[begin Selected passage]

_REVIEWS

Thomas Demand, Dec 2012

Thomas Demand,

National Gallery of Victoria, 30 November 2012 to 17 March 2013

Representations of representations. Photos of sculptures. Thomas Demand produces incredible images, beautifully presented as prints on perspex. Famously, he makes models of objects, of entire scenes in fact, out of cardboard and paper and then photographs them. The skill in the making, coupled with the skill of the photography, results in highly realistic scenes that can fool you into thinking you’re looking at a photo of an actual bathroom, science lab or sweep of lawn. Something nags at you until the penny drops though and you realise that these are paper models. That moment of shift is only a tiny fraction of the joy of his work. Of course, once you know that about the images, the effect is expected at each new encounter. And while it continues to register as an effect, there’s got to be more to keep you engaged. And more there is.

Thomas Demand, 'Copyshop' (1999)

Thomas Demand, Copyshop (1999)

Demand shoots his images of spaces – whether a section of a Parliamentary chamber, a photocopy room or a cheese-maker’s workshop – predominantly from a diagonal angle, which activates a sense of dynamism and enhances the feeling of documentation of an actual location. His scenes are devoid of human presence and register as places of quiet stillness. But these places evoke the ghostly presence of the recently absent. There are hints of occupation – an opened copy machine lid with pad and pencil, a pushed back chair, a filled bath. And this all echoes the invisible hand of the artist’s inventive creation of those spaces in the first place. The puppet-master lurks silently behind everything, emerging only momentarily with the glimpse of a wire armature on a tree branch or a slightly less-than-solid machine side panel. The hand of the artist is ever present and yet buried in illusion.

[end Selected passage]
[begin Dataset extract]

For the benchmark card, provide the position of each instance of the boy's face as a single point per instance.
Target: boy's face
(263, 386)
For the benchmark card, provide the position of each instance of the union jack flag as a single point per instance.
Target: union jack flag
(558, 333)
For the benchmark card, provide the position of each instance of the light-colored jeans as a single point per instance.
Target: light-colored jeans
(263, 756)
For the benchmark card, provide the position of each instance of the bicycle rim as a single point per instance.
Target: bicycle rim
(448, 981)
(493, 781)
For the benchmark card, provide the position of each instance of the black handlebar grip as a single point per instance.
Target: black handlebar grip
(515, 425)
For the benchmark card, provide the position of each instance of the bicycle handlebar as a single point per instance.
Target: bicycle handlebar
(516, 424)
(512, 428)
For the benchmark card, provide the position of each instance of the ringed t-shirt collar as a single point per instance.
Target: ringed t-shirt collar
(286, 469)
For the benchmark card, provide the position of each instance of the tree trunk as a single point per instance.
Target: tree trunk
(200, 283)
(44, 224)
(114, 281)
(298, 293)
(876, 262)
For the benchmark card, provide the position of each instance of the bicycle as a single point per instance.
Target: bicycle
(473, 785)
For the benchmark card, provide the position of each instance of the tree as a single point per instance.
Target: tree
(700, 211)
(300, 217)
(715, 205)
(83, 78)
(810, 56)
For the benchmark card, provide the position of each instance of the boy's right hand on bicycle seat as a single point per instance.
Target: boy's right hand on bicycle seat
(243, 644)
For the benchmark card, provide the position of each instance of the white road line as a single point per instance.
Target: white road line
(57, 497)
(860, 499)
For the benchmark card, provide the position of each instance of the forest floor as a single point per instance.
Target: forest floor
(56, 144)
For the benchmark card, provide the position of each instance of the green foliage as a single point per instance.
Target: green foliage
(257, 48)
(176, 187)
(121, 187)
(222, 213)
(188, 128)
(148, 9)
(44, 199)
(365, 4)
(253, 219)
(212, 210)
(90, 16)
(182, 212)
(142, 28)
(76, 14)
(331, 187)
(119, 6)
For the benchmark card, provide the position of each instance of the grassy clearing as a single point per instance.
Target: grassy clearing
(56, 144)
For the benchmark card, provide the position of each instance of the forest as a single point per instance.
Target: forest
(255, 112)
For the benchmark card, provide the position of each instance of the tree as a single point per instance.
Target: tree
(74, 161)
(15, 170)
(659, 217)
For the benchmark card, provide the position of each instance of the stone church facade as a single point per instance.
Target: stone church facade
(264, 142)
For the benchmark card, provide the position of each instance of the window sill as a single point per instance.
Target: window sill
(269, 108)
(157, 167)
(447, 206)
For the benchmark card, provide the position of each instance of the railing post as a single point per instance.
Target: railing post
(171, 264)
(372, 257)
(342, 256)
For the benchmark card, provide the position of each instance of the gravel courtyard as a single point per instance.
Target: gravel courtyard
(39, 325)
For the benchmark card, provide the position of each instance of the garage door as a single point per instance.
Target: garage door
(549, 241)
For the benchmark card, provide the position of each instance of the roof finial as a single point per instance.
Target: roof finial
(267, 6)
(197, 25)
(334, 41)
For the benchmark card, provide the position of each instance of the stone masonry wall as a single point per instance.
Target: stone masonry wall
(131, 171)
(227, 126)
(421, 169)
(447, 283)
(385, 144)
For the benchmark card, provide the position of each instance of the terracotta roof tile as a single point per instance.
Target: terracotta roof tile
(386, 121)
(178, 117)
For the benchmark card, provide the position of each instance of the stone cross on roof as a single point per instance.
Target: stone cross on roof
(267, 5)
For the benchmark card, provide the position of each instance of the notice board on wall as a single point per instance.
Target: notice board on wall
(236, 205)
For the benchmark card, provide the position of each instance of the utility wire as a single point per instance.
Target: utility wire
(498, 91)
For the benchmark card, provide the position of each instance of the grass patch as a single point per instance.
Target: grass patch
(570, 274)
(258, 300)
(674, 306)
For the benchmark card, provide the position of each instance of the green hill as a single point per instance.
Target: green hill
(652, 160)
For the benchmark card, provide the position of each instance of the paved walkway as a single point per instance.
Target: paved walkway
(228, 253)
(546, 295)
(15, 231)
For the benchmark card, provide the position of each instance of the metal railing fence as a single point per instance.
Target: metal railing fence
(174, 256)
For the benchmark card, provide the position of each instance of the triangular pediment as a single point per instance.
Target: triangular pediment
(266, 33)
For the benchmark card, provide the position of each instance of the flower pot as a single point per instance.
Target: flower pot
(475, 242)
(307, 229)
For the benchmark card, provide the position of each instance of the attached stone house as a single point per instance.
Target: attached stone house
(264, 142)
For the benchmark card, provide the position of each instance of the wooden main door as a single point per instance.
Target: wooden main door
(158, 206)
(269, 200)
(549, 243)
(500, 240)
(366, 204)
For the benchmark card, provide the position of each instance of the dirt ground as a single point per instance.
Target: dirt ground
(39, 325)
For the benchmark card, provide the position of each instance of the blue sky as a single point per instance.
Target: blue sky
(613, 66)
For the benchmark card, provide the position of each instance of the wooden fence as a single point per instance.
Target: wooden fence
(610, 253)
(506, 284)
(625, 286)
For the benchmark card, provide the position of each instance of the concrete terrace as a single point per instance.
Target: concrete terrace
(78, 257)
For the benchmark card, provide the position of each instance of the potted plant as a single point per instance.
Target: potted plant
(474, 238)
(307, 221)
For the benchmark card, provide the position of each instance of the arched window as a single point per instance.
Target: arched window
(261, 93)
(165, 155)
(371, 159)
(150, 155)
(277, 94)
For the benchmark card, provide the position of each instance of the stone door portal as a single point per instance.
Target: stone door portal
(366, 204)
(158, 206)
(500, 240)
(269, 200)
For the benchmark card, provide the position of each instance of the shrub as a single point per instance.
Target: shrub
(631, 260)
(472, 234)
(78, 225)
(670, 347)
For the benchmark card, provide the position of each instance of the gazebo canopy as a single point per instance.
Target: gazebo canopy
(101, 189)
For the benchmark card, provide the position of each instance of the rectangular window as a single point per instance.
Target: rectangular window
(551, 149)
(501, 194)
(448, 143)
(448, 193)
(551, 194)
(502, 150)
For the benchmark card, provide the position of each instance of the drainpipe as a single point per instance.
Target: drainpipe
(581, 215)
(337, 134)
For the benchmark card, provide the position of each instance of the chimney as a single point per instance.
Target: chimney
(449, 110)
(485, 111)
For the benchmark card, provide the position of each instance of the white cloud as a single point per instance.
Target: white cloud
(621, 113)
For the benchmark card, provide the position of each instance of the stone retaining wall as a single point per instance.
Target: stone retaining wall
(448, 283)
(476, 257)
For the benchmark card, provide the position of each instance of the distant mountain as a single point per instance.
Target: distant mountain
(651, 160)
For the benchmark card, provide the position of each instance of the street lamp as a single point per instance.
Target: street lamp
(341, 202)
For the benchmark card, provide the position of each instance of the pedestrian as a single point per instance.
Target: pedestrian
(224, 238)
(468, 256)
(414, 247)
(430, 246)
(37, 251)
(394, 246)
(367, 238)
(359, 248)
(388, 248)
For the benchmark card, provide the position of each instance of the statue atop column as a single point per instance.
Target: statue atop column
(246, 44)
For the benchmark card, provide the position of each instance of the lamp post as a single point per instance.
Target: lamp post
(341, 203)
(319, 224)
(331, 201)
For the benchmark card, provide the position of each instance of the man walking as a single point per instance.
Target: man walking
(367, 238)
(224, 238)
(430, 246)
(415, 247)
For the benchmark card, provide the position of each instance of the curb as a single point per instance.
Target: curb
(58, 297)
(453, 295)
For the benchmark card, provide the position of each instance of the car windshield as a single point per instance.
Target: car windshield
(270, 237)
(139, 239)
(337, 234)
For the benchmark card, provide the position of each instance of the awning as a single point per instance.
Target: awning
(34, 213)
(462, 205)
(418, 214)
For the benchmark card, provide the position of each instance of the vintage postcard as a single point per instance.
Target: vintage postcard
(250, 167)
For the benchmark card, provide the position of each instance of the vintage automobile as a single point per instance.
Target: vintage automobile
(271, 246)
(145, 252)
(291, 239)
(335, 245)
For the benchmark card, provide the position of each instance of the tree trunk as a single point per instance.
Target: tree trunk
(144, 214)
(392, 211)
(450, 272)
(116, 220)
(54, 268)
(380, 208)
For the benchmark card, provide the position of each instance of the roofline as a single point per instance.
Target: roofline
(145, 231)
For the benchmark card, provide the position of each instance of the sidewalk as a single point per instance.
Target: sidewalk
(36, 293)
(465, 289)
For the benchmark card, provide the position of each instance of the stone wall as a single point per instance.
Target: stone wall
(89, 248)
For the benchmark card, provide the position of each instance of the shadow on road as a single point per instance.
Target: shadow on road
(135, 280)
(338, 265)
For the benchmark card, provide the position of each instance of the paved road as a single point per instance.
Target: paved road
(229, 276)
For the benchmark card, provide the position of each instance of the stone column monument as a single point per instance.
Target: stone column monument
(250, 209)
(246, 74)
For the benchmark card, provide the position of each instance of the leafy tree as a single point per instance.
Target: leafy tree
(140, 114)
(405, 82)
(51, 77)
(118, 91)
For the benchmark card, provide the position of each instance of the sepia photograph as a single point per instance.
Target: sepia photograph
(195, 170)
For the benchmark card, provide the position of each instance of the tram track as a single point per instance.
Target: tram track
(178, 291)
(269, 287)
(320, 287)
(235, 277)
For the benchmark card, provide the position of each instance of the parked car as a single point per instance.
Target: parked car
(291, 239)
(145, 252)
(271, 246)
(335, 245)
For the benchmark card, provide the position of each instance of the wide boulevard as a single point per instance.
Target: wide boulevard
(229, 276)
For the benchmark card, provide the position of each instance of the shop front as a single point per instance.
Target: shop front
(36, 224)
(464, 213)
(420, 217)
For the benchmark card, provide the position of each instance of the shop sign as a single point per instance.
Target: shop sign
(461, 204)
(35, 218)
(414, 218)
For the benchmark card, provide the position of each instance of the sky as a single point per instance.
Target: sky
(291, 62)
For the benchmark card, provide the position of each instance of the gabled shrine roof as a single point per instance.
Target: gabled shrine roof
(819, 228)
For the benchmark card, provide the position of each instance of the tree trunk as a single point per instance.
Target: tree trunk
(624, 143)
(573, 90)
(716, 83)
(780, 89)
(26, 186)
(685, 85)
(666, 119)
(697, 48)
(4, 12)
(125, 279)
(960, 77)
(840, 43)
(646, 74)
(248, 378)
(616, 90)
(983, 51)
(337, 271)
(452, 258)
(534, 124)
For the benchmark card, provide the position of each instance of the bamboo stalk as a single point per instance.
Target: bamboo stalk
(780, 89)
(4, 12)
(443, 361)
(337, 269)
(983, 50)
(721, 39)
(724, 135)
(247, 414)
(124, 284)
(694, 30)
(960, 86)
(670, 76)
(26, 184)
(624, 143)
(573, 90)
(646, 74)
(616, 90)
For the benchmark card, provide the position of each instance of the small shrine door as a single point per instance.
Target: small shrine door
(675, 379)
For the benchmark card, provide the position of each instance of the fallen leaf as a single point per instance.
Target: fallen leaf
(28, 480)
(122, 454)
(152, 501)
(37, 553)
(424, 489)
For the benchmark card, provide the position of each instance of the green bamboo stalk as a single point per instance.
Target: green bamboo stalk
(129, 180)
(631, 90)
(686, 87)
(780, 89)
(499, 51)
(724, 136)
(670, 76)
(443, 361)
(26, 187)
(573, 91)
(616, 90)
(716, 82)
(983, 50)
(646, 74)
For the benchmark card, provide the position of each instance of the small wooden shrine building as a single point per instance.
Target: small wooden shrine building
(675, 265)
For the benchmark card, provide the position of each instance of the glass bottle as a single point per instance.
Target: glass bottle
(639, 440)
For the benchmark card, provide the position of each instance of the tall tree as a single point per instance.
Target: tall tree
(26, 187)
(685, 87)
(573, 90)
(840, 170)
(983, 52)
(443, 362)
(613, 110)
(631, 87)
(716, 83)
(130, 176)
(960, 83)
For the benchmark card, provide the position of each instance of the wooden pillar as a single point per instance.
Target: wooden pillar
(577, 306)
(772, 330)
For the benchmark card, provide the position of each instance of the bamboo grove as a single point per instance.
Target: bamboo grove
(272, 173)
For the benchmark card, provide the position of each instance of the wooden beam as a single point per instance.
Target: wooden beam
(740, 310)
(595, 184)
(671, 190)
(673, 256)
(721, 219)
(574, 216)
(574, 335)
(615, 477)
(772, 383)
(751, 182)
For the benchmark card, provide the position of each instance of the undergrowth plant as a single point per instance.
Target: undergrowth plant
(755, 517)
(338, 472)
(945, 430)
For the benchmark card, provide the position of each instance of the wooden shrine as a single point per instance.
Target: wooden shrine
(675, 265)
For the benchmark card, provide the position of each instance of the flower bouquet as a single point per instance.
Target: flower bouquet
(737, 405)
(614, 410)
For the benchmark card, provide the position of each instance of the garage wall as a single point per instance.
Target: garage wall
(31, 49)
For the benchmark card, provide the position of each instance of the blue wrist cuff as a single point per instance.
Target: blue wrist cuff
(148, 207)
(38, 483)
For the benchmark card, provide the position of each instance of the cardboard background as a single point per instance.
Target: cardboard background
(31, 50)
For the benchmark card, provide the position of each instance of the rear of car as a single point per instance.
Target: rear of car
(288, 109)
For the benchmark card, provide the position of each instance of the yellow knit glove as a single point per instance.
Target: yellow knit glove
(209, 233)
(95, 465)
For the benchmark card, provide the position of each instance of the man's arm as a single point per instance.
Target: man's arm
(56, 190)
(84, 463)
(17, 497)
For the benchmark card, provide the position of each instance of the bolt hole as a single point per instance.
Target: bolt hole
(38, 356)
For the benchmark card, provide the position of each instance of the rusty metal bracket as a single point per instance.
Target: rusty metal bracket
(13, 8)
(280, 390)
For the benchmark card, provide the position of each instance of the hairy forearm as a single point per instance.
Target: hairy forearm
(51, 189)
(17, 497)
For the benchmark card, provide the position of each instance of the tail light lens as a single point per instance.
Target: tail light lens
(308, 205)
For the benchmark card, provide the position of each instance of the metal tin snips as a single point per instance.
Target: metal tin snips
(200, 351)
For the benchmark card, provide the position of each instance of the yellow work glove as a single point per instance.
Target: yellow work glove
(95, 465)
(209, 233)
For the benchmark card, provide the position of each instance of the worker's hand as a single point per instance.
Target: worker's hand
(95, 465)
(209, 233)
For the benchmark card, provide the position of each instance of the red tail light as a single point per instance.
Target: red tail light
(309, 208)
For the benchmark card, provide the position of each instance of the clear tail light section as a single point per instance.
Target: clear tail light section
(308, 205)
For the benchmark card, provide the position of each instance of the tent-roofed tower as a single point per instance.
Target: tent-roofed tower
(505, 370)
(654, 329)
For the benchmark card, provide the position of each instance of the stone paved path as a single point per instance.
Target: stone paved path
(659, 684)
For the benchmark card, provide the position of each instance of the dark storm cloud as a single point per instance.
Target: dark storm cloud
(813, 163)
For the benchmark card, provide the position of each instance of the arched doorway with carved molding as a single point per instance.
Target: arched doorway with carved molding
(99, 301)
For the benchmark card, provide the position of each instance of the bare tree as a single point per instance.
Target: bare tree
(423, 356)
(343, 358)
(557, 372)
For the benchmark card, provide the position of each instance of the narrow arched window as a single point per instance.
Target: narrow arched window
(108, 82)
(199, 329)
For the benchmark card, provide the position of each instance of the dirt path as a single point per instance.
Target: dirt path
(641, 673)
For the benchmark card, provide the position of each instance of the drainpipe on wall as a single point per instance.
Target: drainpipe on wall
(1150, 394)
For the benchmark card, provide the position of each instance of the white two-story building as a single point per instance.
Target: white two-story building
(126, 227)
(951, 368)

[end Dataset extract]

§ Task requirements:
1) Using the Thomas Demand review, answer yes or no to each statement, and quote the words that decide it: (a) Demand builds models out of cardboard and paper and then photographs them. (b) His scenes show people at work in the rooms. (c) He mostly shoots his spaces from straight on.
2) Collect every line of the records that contains the string "house".
The review and the records are separate material.

§ Solution set:
1)
(a) Yes: "he makes models of objects, of entire scenes in fact, out of cardboard and paper and then photographs them"
(b) No: "His scenes are devoid of human presence"
(c) No: "predominantly from a diagonal angle"

2)
For the benchmark card, provide the position of each instance of the attached stone house as a single point per instance.
Target: attached stone house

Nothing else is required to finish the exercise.